* [Data extracts]
■ ■ ■ ■ ■ ■ ■

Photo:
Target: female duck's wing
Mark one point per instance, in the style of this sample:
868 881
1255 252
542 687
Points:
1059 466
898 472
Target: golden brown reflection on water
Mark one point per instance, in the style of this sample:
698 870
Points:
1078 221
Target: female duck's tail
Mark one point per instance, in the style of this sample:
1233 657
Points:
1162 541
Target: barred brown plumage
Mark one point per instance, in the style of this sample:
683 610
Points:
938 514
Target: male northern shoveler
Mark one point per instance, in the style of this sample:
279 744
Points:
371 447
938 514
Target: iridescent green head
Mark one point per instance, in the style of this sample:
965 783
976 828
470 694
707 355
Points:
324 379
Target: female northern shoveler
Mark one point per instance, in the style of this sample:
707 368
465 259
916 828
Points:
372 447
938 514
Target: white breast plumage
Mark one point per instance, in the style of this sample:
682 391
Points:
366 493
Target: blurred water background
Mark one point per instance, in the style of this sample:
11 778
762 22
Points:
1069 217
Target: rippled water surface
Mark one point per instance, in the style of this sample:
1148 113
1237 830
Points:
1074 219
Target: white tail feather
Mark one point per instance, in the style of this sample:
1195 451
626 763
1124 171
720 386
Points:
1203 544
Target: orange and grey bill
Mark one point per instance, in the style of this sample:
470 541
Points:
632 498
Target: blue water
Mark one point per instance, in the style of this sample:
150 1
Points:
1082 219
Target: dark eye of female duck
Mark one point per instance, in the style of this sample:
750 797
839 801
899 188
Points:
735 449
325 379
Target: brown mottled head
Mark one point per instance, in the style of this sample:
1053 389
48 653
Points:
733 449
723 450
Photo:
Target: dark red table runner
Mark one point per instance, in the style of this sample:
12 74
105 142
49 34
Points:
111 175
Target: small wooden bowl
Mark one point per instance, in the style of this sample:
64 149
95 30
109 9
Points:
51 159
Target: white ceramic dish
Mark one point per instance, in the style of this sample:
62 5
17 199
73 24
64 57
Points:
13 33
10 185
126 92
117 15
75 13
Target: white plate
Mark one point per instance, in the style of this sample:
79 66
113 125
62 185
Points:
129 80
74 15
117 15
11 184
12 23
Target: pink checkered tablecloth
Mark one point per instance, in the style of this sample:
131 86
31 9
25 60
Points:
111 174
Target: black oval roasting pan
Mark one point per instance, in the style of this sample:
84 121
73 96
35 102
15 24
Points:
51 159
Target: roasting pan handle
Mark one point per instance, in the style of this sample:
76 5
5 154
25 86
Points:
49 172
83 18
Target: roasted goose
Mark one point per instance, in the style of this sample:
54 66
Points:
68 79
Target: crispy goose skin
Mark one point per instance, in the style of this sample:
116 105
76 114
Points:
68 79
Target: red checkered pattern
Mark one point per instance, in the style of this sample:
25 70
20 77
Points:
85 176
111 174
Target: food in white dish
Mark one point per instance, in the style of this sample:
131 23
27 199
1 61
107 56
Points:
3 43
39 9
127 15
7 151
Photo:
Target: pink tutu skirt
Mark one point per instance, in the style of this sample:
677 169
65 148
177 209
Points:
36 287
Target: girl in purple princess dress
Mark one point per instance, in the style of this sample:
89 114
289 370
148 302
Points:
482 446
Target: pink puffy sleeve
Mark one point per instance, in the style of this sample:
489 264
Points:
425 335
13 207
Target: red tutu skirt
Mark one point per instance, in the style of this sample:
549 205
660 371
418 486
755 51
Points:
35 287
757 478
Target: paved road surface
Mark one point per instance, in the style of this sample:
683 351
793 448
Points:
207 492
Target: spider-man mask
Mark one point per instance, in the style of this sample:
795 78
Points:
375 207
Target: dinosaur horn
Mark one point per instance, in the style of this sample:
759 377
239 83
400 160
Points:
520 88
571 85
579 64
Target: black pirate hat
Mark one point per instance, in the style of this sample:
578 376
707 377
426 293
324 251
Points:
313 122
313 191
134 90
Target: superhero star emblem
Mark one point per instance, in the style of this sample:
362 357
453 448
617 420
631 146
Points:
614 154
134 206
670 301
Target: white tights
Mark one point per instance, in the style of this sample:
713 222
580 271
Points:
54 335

■ ■ ■ ■ ■ ■ ■

Only lines with the string "dark" are wanted; please find each one in the listing and copy it.

* [Answer for this exercise]
Target: dark eye of female duck
Target: dark red table runner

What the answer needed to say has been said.